### Extract
-.-.-

The wire is a cylinder of radius r, and you can assume the current (the moving electrons) to be uniformly distributed across the cross-section of the cylinder.

To find the B field at distance a from the centre, consider a circle of radius a. :wink:
 
hey tiny-tim,

thanks for your answer!

I was thinking that for the B field but wouldn't that just be

B = [itex]\frac{μ_{0}I}{2\pi r}[/itex] for a inside the cylinder? And that would be in the ti direction (in cylindrical co-ords)

The reason I didn't think this was right was because I know what the [itex]\frac{1}{μ_{0}}ExB[/itex] is for this particular question and I haven't been able to produce it.

For the E field I've been trying to get it in terms of V,

E = -grad(V)

but integrating across the length gives

E = -V/L in the z direction (since that's the direction of current flow)


using these I am a factor of a/r out from ExB (where a is some internal radius)


does my problem lye with the B field?

-.-.-

### Data excerpt
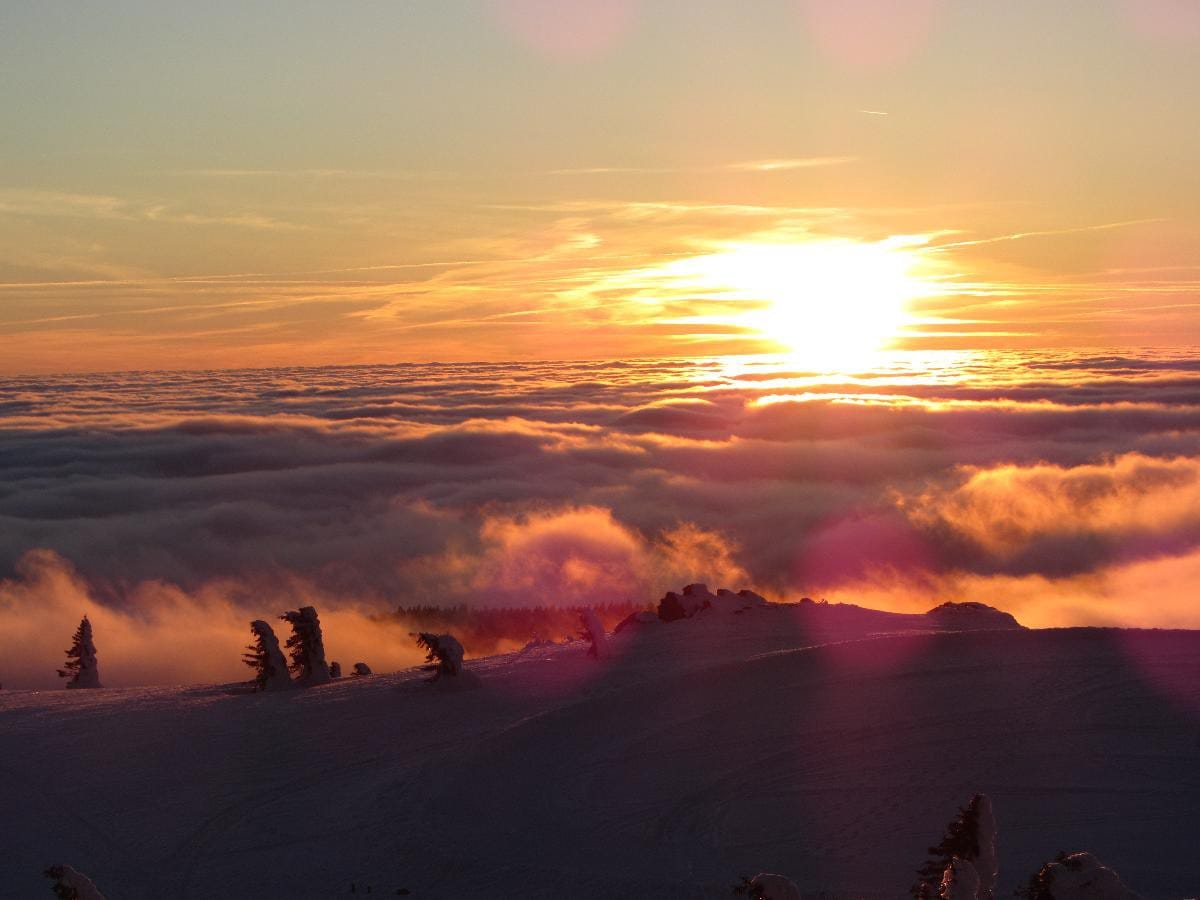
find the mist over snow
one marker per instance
(1063, 489)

-.-.-

### Task set
1. Write out the part of the forum thread on the current-carrying wire from "The wire is" to "for your answer!".
2. According to the forum thread on the current-carrying wire, how can the current be assumed to be distributed in the wire?

### Responses for each task
1.
The wire is a cylinder of radius r, and you can assume the current (the moving electrons) to be uniformly distributed across the cross-section of the cylinder.

To find the B field at distance a from the centre, consider a circle of radius a. :wink:
 
hey tiny-tim,

thanks for your answer!

2. Uniformly across the cross-section of the cylinder.